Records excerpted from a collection

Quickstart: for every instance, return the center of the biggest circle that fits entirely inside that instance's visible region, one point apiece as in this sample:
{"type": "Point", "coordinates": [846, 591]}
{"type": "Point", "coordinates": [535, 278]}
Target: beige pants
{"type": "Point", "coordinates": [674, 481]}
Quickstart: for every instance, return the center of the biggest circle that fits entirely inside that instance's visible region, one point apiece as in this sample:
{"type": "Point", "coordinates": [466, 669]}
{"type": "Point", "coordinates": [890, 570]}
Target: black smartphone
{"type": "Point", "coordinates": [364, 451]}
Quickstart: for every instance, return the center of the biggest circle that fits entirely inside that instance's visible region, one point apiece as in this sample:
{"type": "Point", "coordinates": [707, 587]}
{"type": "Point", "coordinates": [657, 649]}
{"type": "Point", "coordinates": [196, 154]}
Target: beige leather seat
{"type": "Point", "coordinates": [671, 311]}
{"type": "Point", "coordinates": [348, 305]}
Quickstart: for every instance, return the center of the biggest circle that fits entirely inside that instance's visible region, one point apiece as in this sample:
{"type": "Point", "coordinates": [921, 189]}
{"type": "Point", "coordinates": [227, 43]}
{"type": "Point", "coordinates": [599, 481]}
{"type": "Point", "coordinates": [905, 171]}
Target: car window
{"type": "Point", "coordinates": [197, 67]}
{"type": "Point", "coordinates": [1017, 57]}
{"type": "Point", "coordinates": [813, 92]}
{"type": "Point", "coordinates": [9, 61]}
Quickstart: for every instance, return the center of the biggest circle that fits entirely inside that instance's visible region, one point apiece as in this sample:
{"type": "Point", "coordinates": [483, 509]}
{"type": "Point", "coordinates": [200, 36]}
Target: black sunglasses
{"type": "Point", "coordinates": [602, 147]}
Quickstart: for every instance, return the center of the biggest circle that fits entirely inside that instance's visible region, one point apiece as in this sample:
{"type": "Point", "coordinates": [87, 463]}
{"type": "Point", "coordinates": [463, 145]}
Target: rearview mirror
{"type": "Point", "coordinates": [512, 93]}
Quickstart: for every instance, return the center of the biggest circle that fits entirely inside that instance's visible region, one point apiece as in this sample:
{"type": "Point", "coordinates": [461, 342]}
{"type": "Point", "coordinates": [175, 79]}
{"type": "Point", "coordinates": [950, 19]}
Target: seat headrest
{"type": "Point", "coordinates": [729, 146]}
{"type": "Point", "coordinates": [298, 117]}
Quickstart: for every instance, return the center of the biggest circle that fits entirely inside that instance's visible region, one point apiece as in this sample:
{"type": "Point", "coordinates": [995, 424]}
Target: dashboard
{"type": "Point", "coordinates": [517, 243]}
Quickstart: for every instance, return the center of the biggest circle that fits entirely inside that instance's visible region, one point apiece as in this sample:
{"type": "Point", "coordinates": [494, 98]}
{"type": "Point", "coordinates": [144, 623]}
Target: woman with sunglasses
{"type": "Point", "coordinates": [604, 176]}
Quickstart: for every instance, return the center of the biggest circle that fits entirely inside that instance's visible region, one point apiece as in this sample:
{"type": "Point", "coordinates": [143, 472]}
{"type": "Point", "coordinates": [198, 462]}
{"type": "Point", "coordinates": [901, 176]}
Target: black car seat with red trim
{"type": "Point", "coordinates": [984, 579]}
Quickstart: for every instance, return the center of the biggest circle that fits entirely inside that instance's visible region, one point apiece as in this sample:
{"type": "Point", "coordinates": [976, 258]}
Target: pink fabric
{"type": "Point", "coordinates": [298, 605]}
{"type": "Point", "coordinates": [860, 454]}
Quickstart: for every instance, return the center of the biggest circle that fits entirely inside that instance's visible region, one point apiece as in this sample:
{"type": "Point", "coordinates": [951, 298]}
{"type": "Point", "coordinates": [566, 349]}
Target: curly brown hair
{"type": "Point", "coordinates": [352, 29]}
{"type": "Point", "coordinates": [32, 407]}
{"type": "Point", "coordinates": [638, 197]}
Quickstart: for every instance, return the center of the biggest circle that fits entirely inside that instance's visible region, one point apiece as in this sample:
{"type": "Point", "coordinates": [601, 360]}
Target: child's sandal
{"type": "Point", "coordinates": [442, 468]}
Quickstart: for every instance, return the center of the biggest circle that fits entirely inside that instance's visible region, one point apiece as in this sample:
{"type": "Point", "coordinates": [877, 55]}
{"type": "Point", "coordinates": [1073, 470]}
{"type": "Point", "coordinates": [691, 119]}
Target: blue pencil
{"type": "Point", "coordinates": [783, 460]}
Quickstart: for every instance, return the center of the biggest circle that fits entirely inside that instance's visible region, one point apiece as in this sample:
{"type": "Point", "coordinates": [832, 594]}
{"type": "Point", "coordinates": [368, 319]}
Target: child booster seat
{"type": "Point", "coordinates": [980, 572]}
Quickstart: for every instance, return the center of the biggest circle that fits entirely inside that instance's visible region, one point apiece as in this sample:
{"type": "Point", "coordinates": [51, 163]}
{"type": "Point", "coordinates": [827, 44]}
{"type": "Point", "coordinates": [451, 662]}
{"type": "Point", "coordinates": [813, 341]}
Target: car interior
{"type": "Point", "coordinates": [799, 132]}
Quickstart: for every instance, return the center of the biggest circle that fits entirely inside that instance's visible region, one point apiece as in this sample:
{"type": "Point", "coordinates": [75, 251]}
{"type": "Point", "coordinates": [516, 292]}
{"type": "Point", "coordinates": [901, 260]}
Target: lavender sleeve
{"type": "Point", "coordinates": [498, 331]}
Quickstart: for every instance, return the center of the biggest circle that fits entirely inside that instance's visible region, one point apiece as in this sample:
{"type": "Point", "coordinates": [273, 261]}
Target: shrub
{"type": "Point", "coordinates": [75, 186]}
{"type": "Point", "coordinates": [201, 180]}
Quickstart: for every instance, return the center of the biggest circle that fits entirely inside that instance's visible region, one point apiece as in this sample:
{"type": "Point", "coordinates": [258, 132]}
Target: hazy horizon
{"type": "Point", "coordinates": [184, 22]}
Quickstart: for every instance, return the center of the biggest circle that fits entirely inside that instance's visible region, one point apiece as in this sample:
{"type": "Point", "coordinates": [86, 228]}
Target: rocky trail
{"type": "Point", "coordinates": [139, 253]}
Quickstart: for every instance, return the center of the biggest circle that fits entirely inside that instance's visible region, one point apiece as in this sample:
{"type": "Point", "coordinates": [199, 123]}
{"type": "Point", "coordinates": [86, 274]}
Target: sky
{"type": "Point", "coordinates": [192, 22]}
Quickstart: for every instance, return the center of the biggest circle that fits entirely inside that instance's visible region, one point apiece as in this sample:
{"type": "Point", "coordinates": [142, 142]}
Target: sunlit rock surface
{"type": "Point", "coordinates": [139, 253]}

--- Direction ---
Quote the listing in full, please, keeping every line exact.

--- Worked answer ---
Quickstart: for every instance, return the center of the biggest circle that fits entirely inside that instance's visible region, one point apiece as in this sample:
{"type": "Point", "coordinates": [846, 591]}
{"type": "Point", "coordinates": [535, 278]}
Target: beige pants
{"type": "Point", "coordinates": [674, 481]}
Quickstart: for every instance, return the center of the biggest circle that fits entirely inside that instance's visible region, one point apiece as in this sample:
{"type": "Point", "coordinates": [466, 669]}
{"type": "Point", "coordinates": [890, 570]}
Target: black smartphone
{"type": "Point", "coordinates": [364, 451]}
Quickstart: for every instance, return the center of the biggest circle that fits entirely inside that instance's visible region, one point apiece as in this sample:
{"type": "Point", "coordinates": [707, 587]}
{"type": "Point", "coordinates": [657, 649]}
{"type": "Point", "coordinates": [196, 154]}
Target: beige leather seat
{"type": "Point", "coordinates": [671, 311]}
{"type": "Point", "coordinates": [348, 305]}
Quickstart: for every instance, return the center of the biggest circle that fits entirely inside that instance's visible region, one point apiece as in this sample:
{"type": "Point", "coordinates": [921, 189]}
{"type": "Point", "coordinates": [227, 43]}
{"type": "Point", "coordinates": [599, 481]}
{"type": "Point", "coordinates": [905, 171]}
Target: car window
{"type": "Point", "coordinates": [197, 67]}
{"type": "Point", "coordinates": [1017, 57]}
{"type": "Point", "coordinates": [813, 92]}
{"type": "Point", "coordinates": [9, 61]}
Quickstart: for every instance, return the center of the biggest circle that fits entirely inside that instance's visible region, one point apiece as in this sample:
{"type": "Point", "coordinates": [483, 509]}
{"type": "Point", "coordinates": [200, 36]}
Target: black sunglasses
{"type": "Point", "coordinates": [602, 147]}
Quickstart: for every instance, return the center of the biggest circle that fits entirely inside that instance's visible region, one point apiece as in this sample:
{"type": "Point", "coordinates": [87, 463]}
{"type": "Point", "coordinates": [463, 145]}
Target: rearview mirror
{"type": "Point", "coordinates": [512, 93]}
Quickstart: for every instance, return the center of the biggest circle that fits entirely inside that instance's visible region, one point apiece as in this sample:
{"type": "Point", "coordinates": [461, 342]}
{"type": "Point", "coordinates": [175, 79]}
{"type": "Point", "coordinates": [950, 19]}
Target: seat headrest
{"type": "Point", "coordinates": [729, 146]}
{"type": "Point", "coordinates": [298, 117]}
Quickstart: for every instance, return the center of the biggest circle that fits entirely inside that instance's visible region, one point apiece as in this sample:
{"type": "Point", "coordinates": [995, 424]}
Target: dashboard
{"type": "Point", "coordinates": [517, 243]}
Quickstart: for every instance, return the center of the biggest circle that fits entirely inside that instance's visible region, one point apiece as in this sample:
{"type": "Point", "coordinates": [494, 98]}
{"type": "Point", "coordinates": [144, 623]}
Target: woman with sunglasses
{"type": "Point", "coordinates": [604, 176]}
Quickstart: for every instance, return the center of the biggest circle that fits entirely inside that instance's visible region, one point apiece as in this sample:
{"type": "Point", "coordinates": [143, 472]}
{"type": "Point", "coordinates": [198, 462]}
{"type": "Point", "coordinates": [901, 176]}
Target: black car seat with red trim
{"type": "Point", "coordinates": [984, 579]}
Quickstart: for every instance, return the center of the biggest circle that fits entirely inside that instance's visible region, one point apiece as in this sample:
{"type": "Point", "coordinates": [976, 258]}
Target: pink fabric
{"type": "Point", "coordinates": [298, 605]}
{"type": "Point", "coordinates": [860, 454]}
Quickstart: for every instance, return the center of the biggest circle that fits entirely inside that instance's visible region, one point apiece as in this sample:
{"type": "Point", "coordinates": [951, 298]}
{"type": "Point", "coordinates": [566, 349]}
Target: curly brown hair
{"type": "Point", "coordinates": [352, 29]}
{"type": "Point", "coordinates": [32, 407]}
{"type": "Point", "coordinates": [638, 197]}
Quickstart: for every instance, return the center of the biggest circle that fits entirely inside that instance's visible region, one point apiece as in this sample:
{"type": "Point", "coordinates": [601, 360]}
Target: child's sandal
{"type": "Point", "coordinates": [442, 468]}
Quickstart: for every instance, return the center of the biggest circle that fits entirely inside that instance's visible region, one point apiece as in this sample:
{"type": "Point", "coordinates": [877, 55]}
{"type": "Point", "coordinates": [1073, 470]}
{"type": "Point", "coordinates": [691, 119]}
Target: blue pencil
{"type": "Point", "coordinates": [783, 460]}
Quickstart: for every instance, return the center of the biggest circle that fits entirely inside that instance's visible region, one point apiece as in this sample:
{"type": "Point", "coordinates": [832, 594]}
{"type": "Point", "coordinates": [368, 319]}
Target: child booster seat
{"type": "Point", "coordinates": [980, 572]}
Quickstart: for every instance, return the center of the biggest circle that fits entirely inside that instance's visible region, one point apiece as in this sample:
{"type": "Point", "coordinates": [51, 163]}
{"type": "Point", "coordinates": [827, 44]}
{"type": "Point", "coordinates": [451, 662]}
{"type": "Point", "coordinates": [813, 341]}
Target: car interior
{"type": "Point", "coordinates": [799, 132]}
Quickstart: for every instance, return the center of the biggest circle that fits entirely inside that instance's visible region, one point apiece as in this sample:
{"type": "Point", "coordinates": [75, 251]}
{"type": "Point", "coordinates": [516, 292]}
{"type": "Point", "coordinates": [901, 260]}
Target: lavender sleeve
{"type": "Point", "coordinates": [498, 331]}
Quickstart: for every instance, return the center of the biggest circle that fits entirely inside that instance's visible region, one point apiece as in this sample:
{"type": "Point", "coordinates": [273, 261]}
Target: shrub
{"type": "Point", "coordinates": [75, 186]}
{"type": "Point", "coordinates": [201, 180]}
Quickstart: for every instance, return the center of the biggest circle that fits entirely inside that instance's visible region, one point apiece as in this sample:
{"type": "Point", "coordinates": [258, 132]}
Target: hazy horizon
{"type": "Point", "coordinates": [184, 22]}
Quickstart: for every instance, return the center of the biggest circle that fits entirely inside that instance's visible region, one point apiece as in this sample:
{"type": "Point", "coordinates": [86, 228]}
Target: rocky trail
{"type": "Point", "coordinates": [139, 253]}
Quickstart: for every instance, return the center of the biggest circle that fits entirely inside that instance's visible region, one point apiece as in this sample:
{"type": "Point", "coordinates": [199, 123]}
{"type": "Point", "coordinates": [86, 274]}
Target: sky
{"type": "Point", "coordinates": [192, 22]}
Quickstart: for every instance, return the center of the biggest circle that fits entirely inside that instance's visible region, one point apiece as in this sample:
{"type": "Point", "coordinates": [142, 142]}
Target: sunlit rock surface
{"type": "Point", "coordinates": [139, 253]}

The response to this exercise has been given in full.